------ Passage shown ------

Rachel Jessen | Bloomberg | Getty Images

Online spending in the U.S. climbed 6.1% to $12.7 billion during Amazon‘s Prime Day promotion, according to Adobe Analytics, as deal-hungry consumers snapped up home goods and household essentials.

Amazon called the event its “biggest ever” Prime Day, with shoppers buying more than 375 million items worldwide over two days, up from 300 million items sold last year, the company said Thursday.

The 48-hour sales event kicked off Tuesday and ran through Wednesday. Amazon, which didn’t disclose total sales from the event, said the first 24 hours of Prime Day marked the “single largest sales day in company history.”

Home goods, fashion and beauty were among the top categories during the discount bonanza, while shoppers scooped up Fire TV sticks, Apple AirPods, and Laneige lip balm, the company said. Adobe also highlighted appliances, housekeeping products and office supplies as popular categories, while some of the deepest discounts were on electronics, apparel and toys.

Amazon started Prime Day in 2015 to lure new Prime subscribers and deepen existing members’ loyalty to the program, as well as drum up sales during the slower summer months. The company typically uses the event to promote and discount Amazon-branded devices such as its Echo smart speakers and Fire tablets.

------ Supplied records ------

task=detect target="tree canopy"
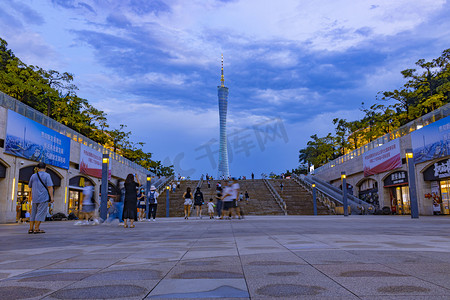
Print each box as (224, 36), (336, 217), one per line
(299, 49), (450, 168)
(0, 38), (173, 176)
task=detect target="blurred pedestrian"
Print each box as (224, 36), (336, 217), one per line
(208, 198), (215, 219)
(194, 187), (204, 219)
(123, 174), (141, 228)
(137, 187), (147, 222)
(147, 185), (159, 222)
(28, 162), (53, 233)
(216, 187), (223, 218)
(183, 187), (193, 220)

------

== Prompt ==
Duplicate the Prime Day article from "The 48-hour sales" to "apparel and toys.". Rely only on the article about Prime Day sales.

== Reply to the task ==
The 48-hour sales event kicked off Tuesday and ran through Wednesday. Amazon, which didn’t disclose total sales from the event, said the first 24 hours of Prime Day marked the “single largest sales day in company history.”

Home goods, fashion and beauty were among the top categories during the discount bonanza, while shoppers scooped up Fire TV sticks, Apple AirPods, and Laneige lip balm, the company said. Adobe also highlighted appliances, housekeeping products and office supplies as popular categories, while some of the deepest discounts were on electronics, apparel and toys.